PAGE EXTRACT:
----

Catalog of the exhibition by Frederic Brenner and others
MACK, 191 pp., $50.00 (paper)
Catalog of the exhibition by Frederic Brenner and others
MACK, 191 pp., $50.00 (paper)
Israeli human rights activists and what is left of the Israeli peace groups, including joint Israeli-Palestinian peace organizations, are under attack. In a sense, this is nothing very new; organizations such as B’Tselem, the most prominent and effective in the area of human rights, and Breaking the Silence, which specializes in soldiers’ firsthand testimony about what they have seen and done in the occupied territories and in Gaza, have always been anathema to the Israeli right, which regards them as treasonous.1 But open attacks on the Israeli left have now assumed a far more sinister and ruthless character; some of them are being played out in the interrogation rooms of Israeli prisons. Clearly, there is an ongoing coordinated campaign involving the government, members of the Knesset, the police, various semiautonomous right-wing groups, and the public media. Politically driven harassment, including violent and illegal arrest, interrogation, denial of legal support, virulent incitement, smear campaigns, even death threats issued by proxy—all this has become part of the repertoire of the far right, which dominates the present government and sets the tone for its policies.
There is now a palpable sense of danger, and also an accelerating decline into a situation of incipient everyday state terror. Palestinians have lived with the reality of state terror for decades—it is the very stuff of the occupation—but it has now seeped into the texture of life inside the Green Line, as many on the left have warned that it would. Israelis with a memory going back to the 1960s sometimes liken the current campaign to the violent actions of the extreme right in Greece before the colonels took power, as famously depicted in the still-canonical film Z.

----

DATA LINES:

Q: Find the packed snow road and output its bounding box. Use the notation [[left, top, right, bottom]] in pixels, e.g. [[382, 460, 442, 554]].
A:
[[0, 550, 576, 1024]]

----

SHORT PROBLEM:
In the extract on attacks against the Israeli left, answer these:
1. Which organization does the extract call the most prominent and effective in the area of human rights?
2. What does Breaking the Silence specialize in?
3. Which film is named as depicting the violent actions of the extreme right in Greece before the colonels took power?

FINISHED TASK:
1. B’Tselem.
2. Soldiers’ firsthand testimony about what they have seen and done in the occupied territories and in Gaza.
3. Z.